- READING TEXT:
========
Patience Agbabi is one Britain’s most prominent spoken word poets and a tireless ambassador for spoken word poetry. She is also the author of three poetry collections. Her work uses the rhythms and sounds of “rap, jive and disco” (Daily Telegraph) to explore the variegations of modern culture, as well as giving voice to those who might be otherwise unheard. More unusually in the spoken word scene, she draws just as heavily on the forms, structures and canon of traditional English poetry. Writing as a black, female poet, born to Nigerian parents and educated at Oxford, identifying as a bi-cultural and bisexual radical feminist, her poetry is saturated with gender, sexual, racial, cultural, and linguistic identity issues.
Patience Agbabi was born in London in 1965 to Nigerian parents. After spending her teenage years in North Wales, she read English at Pembroke College, Oxford, and did her MA in Creative Writing at Sussex University.
She began performing her work in London, and from 1995-1998 was a member of the performance group Atomic Lip – described as “poetry's first pop group”. Their final tour, Quadrophonix, merged live and video performance.
Agbabi’s first collection, R.A.W., was published in 1995 by Gecko Press. Adventurous on the page – with forms including split columns, typographical effects, lists, and a concrete poem in the shape of a bottle – the poems take on Thatcherism, sexual politics, life in the city, and racial politics, with the exuberance of a bomb. In a foreword to the book, Merle Collins wrote:
The poem ‘RAPunzel’ typifies this exuberance, as well as Agbabi’s penchant for word play, and her use of various cultural sources for her work – in this case, the fairy tale:
twice upon a time coz you ain’t heard my speak
this ain’t no fairy tale this is reality
live in a tower block call it hell
but it never get me down my name is RAPunzel . . .
========
- MATERIAL SHOWN:

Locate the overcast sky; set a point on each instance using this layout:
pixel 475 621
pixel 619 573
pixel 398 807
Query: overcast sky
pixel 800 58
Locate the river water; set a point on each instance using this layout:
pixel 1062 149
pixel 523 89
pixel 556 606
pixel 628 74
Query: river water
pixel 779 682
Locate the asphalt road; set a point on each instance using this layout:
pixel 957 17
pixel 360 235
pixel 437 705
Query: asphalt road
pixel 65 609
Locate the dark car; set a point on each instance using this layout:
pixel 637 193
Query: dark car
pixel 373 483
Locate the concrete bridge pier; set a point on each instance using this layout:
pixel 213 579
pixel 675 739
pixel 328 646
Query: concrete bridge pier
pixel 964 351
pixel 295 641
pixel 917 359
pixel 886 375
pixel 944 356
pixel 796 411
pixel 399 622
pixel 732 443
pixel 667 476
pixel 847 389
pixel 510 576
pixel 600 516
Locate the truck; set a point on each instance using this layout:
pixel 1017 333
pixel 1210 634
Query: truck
========
- WHAT THIS EXERCISE ASKS:
**1)** Could you copy the Patience Agbabi profile between "She began performing" and "and video performance.", inclusive, substituting "Atomic Voice" for "Atomic Lip"?
**2)** According to the Patience Agbabi profile, who published her first collection, R.A.W.?

- ANSWERS GIVEN:
**1)**
She began performing her work in London, and from 1995-1998 was a member of the performance group Atomic Voice – described as “poetry's first pop group”. Their final tour, Quadrophonix, merged live and video performance.

**2)** Gecko Press